Passage provided:
******************************

The Culturally Conditioned Mindset You Need to Release for Personal Sovereignty

How to re-claim pain as a crucible for transformation.

Photo by Emily Goodhart on Unsplash

Through mainstream media, advertisements, and everyday conversation, we’re conditioned to see pain, suffering, and death as problems to “manage” or avoid at all costs.

The basic imbalance is this: as a culture, we don’t have a shared context to frame our pain. Since early childhood, most people get the message that it’s simply an annoyance better suppressed by over-the-counter anti-inflammatory drugs, denial, or through an emphasis on security over adventure.

By contrast, many cultures throughout history and the world help young people make the passage out of childhood and into adulthood with initiation rituals (structured encounters with pain).

From foreskin chewing to tooth removal, these initiation rituals give young people the experiential knowledge that pain inevitably transforms into something different when they surrender to it.

For most of us, the problem is that without a way to contextualize the pain inevitable in life, it’s easy to live with a low-grade yet constant sense that something isn’t right.

We see the results of this worldview, living as we do in a culture full of anxious, unfulfilled people.

For psychological freedom, question this false god

“It’s as if we’ve locked our childself in a bedroom, bolted the door, and turned up the music so loud that we don’t have to hear her wailing and banging. Then we arrange the furniture just right, dust the house, and wonder why it just doesn’t seem to feel like home.” — Own Yourself, Kelly Brogan

Without a first-person, culturally supported encounter with pain, the default alternative is to craft a life based around meeting your needs in covert, shadowy ways.

In our societal narratives, we see this dynamic in the widespread belief in an external protector.

Whether it’s direct-to-consumer advertising or the framing of political issues, our worldviews tend to be shaped by a narrative that follows a predictable template: a depiction of a powerless victim who demands rescue by something outside herself: a bill that MUST be passed, a medication, a board-certified specialist, whatever.

The story of the external protector also runs rampant in the cultural depiction of the 9-to-5 job as the pinnacle of security. In this case, the vaunted protector manifests as a boss and their sacred, security-bearing gifts like paid vacations or insurance.

And nowhere is the external protector narrative more obvious than in the pharmaceutical medical model. In conversation and in practice, people are conditioned to think of their bodies (however subtly) as in need of repair by a doctor-mechanic.

“Doctors are the agents of our society’s expectations that technology is superior to the body and that bodies are intrinsically bound to fail.

The paradigm sees birth as nothing more than an accident waiting to happen, an opportunity for your pelvic floor to be bent out of shape. — The Myth of Normal: Trauma, Illness, and Healing in a Toxic Culture

Whether it’s medicalizing childbirth, grief, or other ancient human expressions, this worldview reduces our experiences to accidents waiting to happen, our bodies to meat suits, and our minds to impersonal neurophysiological events.

The external protector mythos, in its various costumes, reflects child-like dynamics most people spend their entire lives within.

And I don’t simply mean that people are emotionally immature — instead, our culture normalizes archetypal, parent-child dynamics between individuals and systems like medicine, education, and government.

We function as if the approval of this external protector were a consolation prize for the loss of contact with our authenticity.

******************************

Dataset extract:
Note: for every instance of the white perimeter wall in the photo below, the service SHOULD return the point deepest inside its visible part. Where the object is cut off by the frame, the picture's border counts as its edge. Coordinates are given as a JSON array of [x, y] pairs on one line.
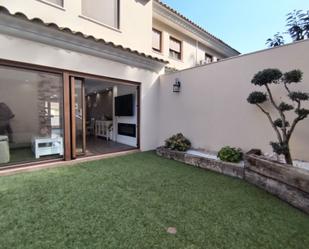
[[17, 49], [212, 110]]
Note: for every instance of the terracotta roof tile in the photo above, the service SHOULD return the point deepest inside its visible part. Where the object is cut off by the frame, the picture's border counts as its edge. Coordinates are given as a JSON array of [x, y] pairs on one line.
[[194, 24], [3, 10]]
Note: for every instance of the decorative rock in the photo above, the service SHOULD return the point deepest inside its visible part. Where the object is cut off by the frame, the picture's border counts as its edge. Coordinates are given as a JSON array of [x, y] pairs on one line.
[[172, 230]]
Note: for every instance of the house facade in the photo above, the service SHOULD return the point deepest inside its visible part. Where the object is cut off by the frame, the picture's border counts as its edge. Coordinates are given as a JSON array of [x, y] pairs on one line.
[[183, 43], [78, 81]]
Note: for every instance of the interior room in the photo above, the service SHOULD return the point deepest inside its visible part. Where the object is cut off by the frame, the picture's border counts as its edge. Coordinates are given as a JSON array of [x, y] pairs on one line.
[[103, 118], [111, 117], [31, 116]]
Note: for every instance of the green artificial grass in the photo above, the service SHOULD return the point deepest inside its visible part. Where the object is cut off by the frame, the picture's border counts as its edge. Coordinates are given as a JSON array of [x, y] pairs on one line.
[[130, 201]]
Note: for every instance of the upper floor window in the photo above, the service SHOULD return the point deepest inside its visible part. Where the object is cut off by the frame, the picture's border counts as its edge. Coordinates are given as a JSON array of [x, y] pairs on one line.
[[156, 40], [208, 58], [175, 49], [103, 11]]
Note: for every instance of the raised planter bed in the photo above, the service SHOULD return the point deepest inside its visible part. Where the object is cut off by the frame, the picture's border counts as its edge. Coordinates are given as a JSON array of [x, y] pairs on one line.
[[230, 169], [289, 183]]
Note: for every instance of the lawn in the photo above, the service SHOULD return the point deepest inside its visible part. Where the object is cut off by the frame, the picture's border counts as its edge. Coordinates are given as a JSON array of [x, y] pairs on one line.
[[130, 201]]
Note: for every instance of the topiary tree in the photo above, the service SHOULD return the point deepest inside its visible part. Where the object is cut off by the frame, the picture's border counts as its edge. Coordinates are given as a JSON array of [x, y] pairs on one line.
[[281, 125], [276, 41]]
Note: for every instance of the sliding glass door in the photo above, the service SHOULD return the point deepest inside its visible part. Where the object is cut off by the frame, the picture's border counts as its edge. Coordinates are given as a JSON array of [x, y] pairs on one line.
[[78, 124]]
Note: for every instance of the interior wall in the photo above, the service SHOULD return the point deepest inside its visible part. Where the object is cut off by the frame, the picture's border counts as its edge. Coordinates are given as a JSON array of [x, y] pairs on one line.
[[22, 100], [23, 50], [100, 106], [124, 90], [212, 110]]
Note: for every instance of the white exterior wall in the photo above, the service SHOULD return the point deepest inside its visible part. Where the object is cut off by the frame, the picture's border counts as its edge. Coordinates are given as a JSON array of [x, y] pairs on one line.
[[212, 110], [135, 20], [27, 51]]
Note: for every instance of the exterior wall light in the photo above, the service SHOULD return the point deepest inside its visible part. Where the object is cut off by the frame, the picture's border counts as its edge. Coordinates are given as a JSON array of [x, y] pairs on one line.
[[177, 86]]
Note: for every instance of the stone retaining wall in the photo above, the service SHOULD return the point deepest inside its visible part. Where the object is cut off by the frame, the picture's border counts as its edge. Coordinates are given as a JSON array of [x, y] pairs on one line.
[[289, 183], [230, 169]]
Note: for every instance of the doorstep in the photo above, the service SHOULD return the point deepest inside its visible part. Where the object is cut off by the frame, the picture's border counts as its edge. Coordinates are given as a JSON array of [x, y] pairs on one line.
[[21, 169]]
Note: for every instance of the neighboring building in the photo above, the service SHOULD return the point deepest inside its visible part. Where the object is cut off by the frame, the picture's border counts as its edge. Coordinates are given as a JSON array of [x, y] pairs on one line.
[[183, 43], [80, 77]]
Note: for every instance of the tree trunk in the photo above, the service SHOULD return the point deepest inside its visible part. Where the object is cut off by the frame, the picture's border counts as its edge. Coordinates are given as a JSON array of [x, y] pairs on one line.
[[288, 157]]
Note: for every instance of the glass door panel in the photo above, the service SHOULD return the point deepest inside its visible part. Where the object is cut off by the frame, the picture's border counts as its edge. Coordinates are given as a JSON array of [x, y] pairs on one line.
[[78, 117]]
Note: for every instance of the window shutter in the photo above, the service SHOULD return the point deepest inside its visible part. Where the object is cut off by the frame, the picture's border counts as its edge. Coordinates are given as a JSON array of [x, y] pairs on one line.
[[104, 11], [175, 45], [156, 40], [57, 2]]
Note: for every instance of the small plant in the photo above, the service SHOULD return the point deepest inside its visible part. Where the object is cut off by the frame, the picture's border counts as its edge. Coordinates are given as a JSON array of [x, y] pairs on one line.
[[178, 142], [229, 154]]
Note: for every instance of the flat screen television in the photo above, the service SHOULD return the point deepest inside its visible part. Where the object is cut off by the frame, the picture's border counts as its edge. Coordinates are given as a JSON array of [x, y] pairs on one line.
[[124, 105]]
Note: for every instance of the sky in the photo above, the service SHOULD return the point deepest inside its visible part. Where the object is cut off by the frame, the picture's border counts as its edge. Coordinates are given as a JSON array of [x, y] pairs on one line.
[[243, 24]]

******************************

Work order A: Condense the paragraph of the essay on pain that begins "The story of the external protector also runs rampant" into a short bulleted list that keeps its main facts.
Work order B: Repeat word for word the portion of the essay on pain that begins at the words "The story of" and stops after "by a doctor-mechanic.".

Problem solution A:
- The external protector story is widespread in the cultural portrayal of the 9-to-5 job as the height of security.
- In that portrayal, the protector takes the form of a boss.
- The boss offers supposedly sacred gifts that bring security, such as paid vacations or insurance.

Problem solution B:
The story of the external protector also runs rampant in the cultural depiction of the 9-to-5 job as the pinnacle of security. In this case, the vaunted protector manifests as a boss and their sacred, security-bearing gifts like paid vacations or insurance.

And nowhere is the external protector narrative more obvious than in the pharmaceutical medical model. In conversation and in practice, people are conditioned to think of their bodies (however subtly) as in need of repair by a doctor-mechanic.